═════ Dataset extract

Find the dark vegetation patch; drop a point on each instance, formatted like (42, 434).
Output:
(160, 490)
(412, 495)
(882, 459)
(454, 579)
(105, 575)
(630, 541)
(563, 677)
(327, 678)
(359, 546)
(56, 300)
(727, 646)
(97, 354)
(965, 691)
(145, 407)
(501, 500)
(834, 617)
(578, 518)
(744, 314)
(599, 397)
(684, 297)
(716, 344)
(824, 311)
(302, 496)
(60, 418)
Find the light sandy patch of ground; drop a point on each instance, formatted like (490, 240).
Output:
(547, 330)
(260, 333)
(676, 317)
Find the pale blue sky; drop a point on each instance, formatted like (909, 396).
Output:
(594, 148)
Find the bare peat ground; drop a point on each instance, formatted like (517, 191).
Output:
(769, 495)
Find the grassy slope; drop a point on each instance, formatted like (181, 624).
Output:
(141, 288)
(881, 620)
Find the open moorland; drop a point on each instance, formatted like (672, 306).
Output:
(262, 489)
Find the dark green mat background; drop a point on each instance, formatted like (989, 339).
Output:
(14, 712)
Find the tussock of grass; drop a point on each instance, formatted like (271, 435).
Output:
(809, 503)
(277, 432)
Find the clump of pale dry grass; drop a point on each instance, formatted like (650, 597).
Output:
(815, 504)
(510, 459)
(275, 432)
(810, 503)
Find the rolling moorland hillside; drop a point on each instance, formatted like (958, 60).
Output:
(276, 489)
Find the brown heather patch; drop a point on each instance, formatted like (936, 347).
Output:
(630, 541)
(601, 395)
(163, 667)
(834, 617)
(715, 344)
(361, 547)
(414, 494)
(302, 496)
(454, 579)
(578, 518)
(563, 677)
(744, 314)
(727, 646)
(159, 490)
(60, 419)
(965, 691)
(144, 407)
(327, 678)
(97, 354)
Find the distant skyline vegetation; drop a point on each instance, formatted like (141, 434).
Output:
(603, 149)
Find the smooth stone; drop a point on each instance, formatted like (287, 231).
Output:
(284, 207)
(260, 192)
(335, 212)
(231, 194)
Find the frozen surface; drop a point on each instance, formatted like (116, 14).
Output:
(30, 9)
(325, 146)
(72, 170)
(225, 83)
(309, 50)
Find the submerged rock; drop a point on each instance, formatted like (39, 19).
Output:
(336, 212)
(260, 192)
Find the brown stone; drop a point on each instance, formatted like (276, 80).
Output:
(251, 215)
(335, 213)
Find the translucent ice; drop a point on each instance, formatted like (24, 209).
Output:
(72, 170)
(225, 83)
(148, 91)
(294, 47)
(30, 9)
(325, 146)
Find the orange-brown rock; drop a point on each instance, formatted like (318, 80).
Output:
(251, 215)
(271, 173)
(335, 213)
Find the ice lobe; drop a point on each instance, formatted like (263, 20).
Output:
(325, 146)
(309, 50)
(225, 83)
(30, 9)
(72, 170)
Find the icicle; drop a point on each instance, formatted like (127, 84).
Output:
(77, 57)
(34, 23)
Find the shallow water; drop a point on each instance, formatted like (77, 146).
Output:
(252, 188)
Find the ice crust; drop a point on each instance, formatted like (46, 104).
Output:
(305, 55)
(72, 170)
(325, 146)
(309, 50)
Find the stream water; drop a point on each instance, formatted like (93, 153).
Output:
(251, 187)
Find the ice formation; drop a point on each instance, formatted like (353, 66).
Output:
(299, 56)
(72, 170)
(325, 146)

══════════

## What is needed:
Render the rows, starting at the one that contains "Find the icicle;" and ending at the last row, as a Markdown table with the columns No and Line. Give each row a number and skip any blank ones.

## Correct output:
| No | Line |
|---|---|
| 1 | Find the icicle; drop a point on each instance, formatted like (127, 84). |
| 2 | Output: |
| 3 | (77, 57) |
| 4 | (34, 23) |
| 5 | Find the shallow water; drop a point on each instance, formatted like (77, 146). |
| 6 | Output: |
| 7 | (252, 188) |
| 8 | Find the ice crust; drop a point on each instance, formatted like (46, 104). |
| 9 | Output: |
| 10 | (305, 55) |
| 11 | (72, 170) |
| 12 | (325, 146) |
| 13 | (309, 50) |
| 14 | Find the stream water; drop a point on each instance, formatted like (93, 153). |
| 15 | Output: |
| 16 | (251, 187) |
| 17 | Find the ice formation; drop a point on each instance, formatted like (353, 66). |
| 18 | Output: |
| 19 | (299, 56) |
| 20 | (72, 170) |
| 21 | (325, 146) |